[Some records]
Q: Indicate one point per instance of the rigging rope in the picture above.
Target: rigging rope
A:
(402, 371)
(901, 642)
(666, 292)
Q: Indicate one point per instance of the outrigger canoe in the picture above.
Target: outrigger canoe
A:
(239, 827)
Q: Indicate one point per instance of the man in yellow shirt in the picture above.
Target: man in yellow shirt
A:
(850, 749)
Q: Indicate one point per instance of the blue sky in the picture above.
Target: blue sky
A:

* * *

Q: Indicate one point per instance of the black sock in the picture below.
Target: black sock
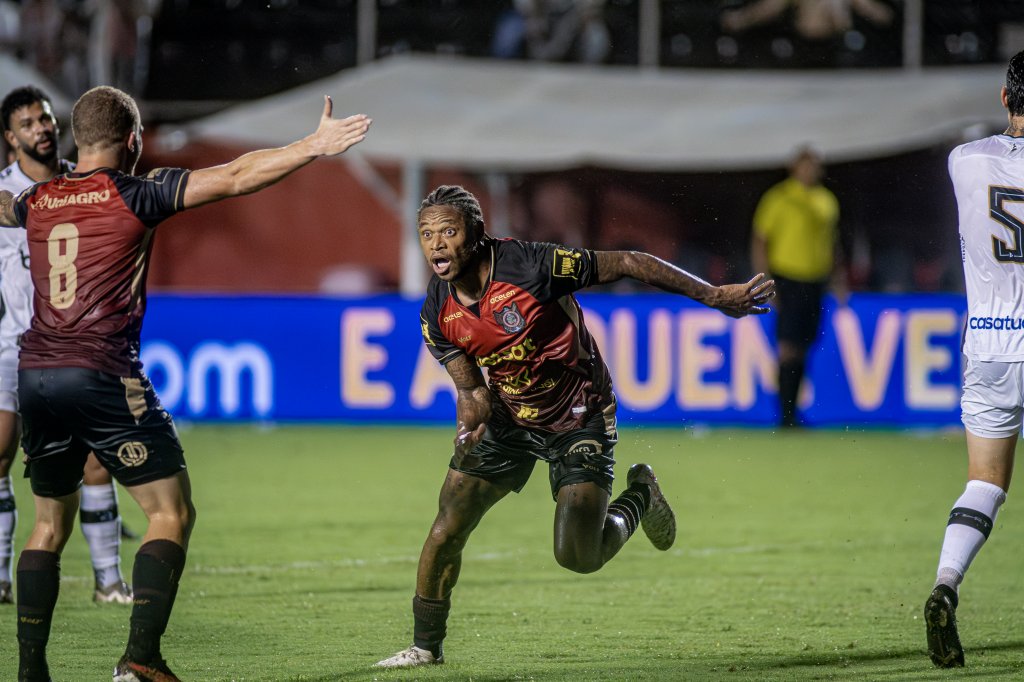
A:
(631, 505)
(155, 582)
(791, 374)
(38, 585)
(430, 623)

Task prompt: Please state how many lines in the records above contain the string "shirt", and give only that number.

Expected output: 2